WYODRĘBNIONY TEKST ::

'''

"Raty równe" - banksterski wynalazek z piekła rodem

Obrazek użytkownika Fredd
Gospodarka

Na początek tytułem wyjaśnienia, dla niezorientowanych (są tacy na sali?), za forsal.pl:

Raty annuitetowe - raty równe. Podczas całego okresu kredytu lub podczas obowiązywania danej stopy procentowej, płacone są raty równej wielkości.

Aby zachować stałą wielkość rat podczas całego okresu kredytowania, muszą być zachowane odpowiednie proporcje części kapitałowej i odsetkowej raty. Z biegiem czasu rośnie część kapitałowa raty a spada część odsetkowa. Kapitał spłacany jest więc wolniej niż w przypadku rat malejących, gdzie część kapitałowa jest stała dla wszystkich rat. Dlatego też przy ratach annuitetowych realna stopa oprocentowania a więc i koszt kredytu są większe niż przy ratach malejących.

 

Nie znam dokładnych danych, ale sądzę, że z 90%  kredytów konsumpcyjnych w Polsce udzielanych było z planem spłaty zakładających raty równe (przy danym poziomie oprocentowania) i pewnie niemal wszystkie tzw. "walutowe". Jak rata równa wyglądała w przypadku kredytów frankowych nie trzeba nawet pisać ("równo w górę"). Zostawmy na chwilę przykłady z życia wzięte, spójrzmy na zwierzę wymarłe w polskim systemie bankowym niczym ptak dodo: kredyt ze stałym oprocentowaniem. W takim przypadku skoro realna stopa oprocentowania jest wyższa przy racie annuitetowej, to bank zarobi więcej kredytobiorca zapłaci więcej. Jak  dotąd tragedii nie ma, kredytobiorca jest przystrzyżony bliżej skóry, ale krzywda mu się nie dzieje. Nawet nie poczuje.

Jeżeli jednak zastosujemy ten diabelski wynalazek do kredytu indeksowanego (tzw. "walutowego") w sytuacji, gdy kapitał rośnie wraz z upływem czasu powstaje, jak by powiedział pewien stary, mądry rabin GOLEM. Oto dzięki racie annuitetowej w pierwszych kilku latach kredyt niemal nie jest spłacany (jakieś tam promile co miesiąc). Generalnie można w znacznym uproszczeniu powiedzieć, że przy 30 letnim kredycie przez pierwsze 15 lat spłaca się głównie odsetki, przez następne 15 lat głównie kapitał, w pierwszych 3 latach niemal same odsetki, w ostatnich 3 latach niemal sam kapitał.

'''

PRZEKAZANE REKORDY ::

'''

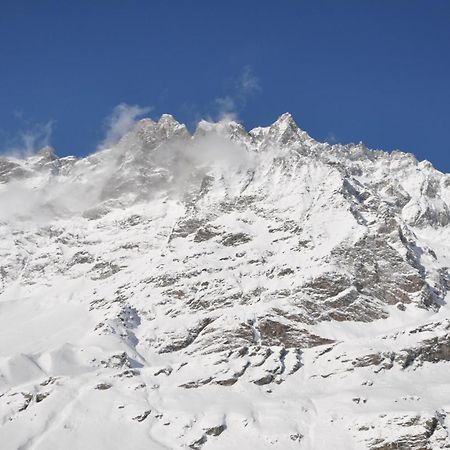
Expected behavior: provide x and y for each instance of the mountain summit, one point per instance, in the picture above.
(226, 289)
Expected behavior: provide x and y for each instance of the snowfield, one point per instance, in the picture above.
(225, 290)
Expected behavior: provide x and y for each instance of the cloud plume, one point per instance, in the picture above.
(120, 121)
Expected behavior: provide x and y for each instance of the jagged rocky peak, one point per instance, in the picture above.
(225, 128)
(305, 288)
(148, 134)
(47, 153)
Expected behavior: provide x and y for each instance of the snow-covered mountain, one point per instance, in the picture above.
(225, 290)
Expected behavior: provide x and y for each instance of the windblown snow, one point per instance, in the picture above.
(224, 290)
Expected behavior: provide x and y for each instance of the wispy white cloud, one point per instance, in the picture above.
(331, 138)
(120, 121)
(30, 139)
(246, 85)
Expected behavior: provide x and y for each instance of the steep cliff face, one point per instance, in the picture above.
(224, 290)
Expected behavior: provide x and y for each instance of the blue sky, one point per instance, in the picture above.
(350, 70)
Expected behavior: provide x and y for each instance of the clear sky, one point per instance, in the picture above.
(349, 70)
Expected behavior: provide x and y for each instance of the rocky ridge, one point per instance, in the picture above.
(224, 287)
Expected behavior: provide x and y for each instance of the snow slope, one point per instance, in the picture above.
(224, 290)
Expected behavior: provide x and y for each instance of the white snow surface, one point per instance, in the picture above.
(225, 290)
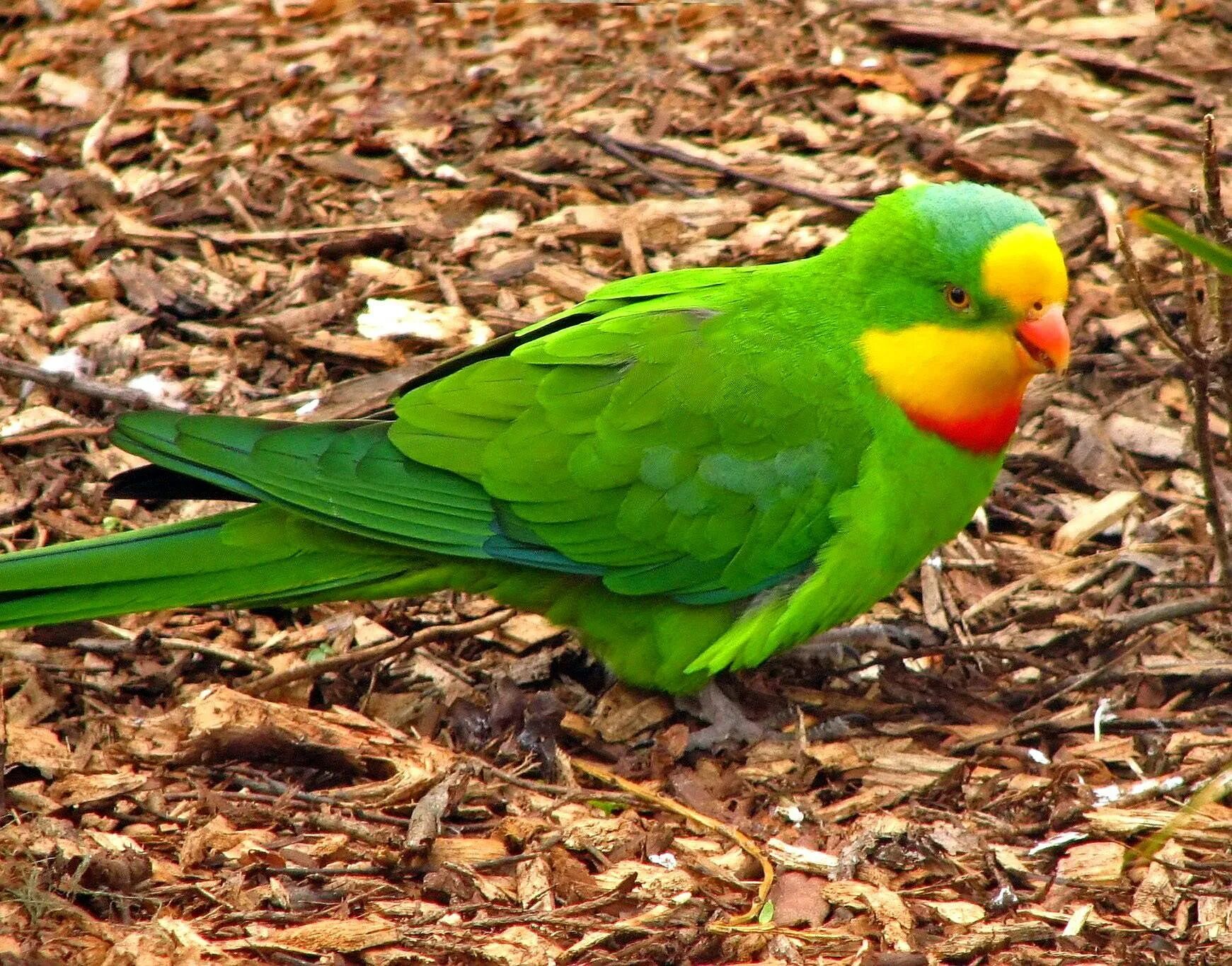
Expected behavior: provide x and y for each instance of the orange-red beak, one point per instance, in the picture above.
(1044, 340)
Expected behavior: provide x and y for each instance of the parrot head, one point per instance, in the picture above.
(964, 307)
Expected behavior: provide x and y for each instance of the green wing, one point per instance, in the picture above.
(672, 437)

'''
'''

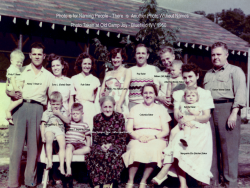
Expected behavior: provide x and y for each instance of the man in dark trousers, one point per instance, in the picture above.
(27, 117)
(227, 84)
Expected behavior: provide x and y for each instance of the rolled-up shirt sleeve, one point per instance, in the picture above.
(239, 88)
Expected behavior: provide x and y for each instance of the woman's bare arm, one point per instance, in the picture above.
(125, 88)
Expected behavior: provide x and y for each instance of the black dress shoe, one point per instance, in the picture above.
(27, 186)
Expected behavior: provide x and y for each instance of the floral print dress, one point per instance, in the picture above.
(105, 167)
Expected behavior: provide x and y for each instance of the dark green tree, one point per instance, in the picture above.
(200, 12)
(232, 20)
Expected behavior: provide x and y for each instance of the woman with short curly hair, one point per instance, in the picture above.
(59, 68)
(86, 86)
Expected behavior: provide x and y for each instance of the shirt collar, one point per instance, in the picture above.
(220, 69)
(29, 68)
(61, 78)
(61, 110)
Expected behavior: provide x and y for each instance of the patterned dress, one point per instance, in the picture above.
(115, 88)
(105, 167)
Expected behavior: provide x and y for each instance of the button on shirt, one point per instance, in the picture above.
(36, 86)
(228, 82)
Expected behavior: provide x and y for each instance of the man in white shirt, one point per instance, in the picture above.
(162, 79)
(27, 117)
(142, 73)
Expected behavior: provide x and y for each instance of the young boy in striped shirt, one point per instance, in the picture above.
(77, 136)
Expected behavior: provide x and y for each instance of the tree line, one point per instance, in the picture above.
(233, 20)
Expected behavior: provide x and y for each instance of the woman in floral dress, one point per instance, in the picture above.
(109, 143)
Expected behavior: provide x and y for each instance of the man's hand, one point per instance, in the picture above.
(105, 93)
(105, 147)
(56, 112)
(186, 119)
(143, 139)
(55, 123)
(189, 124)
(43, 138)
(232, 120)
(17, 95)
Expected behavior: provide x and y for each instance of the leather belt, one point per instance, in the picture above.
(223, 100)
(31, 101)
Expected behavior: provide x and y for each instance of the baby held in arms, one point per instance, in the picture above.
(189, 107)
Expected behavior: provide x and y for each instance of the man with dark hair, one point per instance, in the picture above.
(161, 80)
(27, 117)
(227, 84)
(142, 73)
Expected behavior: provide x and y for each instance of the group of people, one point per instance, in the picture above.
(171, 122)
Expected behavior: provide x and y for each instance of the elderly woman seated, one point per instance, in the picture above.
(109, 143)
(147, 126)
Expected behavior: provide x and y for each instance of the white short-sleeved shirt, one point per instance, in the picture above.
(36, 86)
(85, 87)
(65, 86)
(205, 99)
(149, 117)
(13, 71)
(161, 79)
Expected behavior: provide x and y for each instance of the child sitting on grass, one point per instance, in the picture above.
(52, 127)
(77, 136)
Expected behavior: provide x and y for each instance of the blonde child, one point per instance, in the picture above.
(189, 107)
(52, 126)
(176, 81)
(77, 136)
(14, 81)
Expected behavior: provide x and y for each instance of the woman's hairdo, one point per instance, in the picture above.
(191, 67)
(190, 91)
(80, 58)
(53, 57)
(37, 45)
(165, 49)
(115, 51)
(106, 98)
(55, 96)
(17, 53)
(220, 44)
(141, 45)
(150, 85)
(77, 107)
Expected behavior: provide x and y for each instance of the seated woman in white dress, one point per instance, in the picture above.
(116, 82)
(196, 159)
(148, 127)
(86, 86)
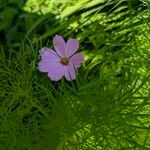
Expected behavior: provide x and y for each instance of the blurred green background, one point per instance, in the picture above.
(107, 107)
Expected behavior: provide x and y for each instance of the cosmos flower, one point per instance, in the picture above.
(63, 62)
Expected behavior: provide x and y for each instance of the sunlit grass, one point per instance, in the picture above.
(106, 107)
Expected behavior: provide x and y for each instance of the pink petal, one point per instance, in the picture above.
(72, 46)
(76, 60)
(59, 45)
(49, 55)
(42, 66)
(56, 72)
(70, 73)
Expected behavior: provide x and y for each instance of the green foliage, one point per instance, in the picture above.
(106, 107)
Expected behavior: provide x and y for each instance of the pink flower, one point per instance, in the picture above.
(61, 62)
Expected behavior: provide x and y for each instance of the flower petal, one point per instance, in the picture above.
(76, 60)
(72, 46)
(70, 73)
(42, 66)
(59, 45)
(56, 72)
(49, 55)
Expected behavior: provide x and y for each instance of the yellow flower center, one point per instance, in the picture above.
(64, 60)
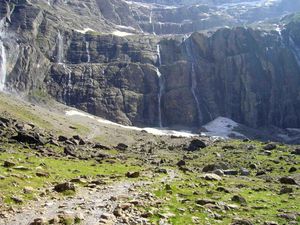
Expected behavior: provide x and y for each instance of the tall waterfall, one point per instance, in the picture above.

'''

POLECENIE A ::
Co według tekstu o ratach równych spłaca się głównie przez pierwsze 15 lat 30-letniego kredytu?
POLECENIE B ::
Przełóż na angielski to zdanie z tekstu o ratach równych: „Z biegiem czasu rośnie część kapitałowa raty a spada część odsetkowa”.
Rekordy nie są tu do niczego potrzebne.

ODPOWIEDŹ A ::
Głównie odsetki.

ODPOWIEDŹ B ::
Over time, the principal portion of the installment grows and the interest portion falls.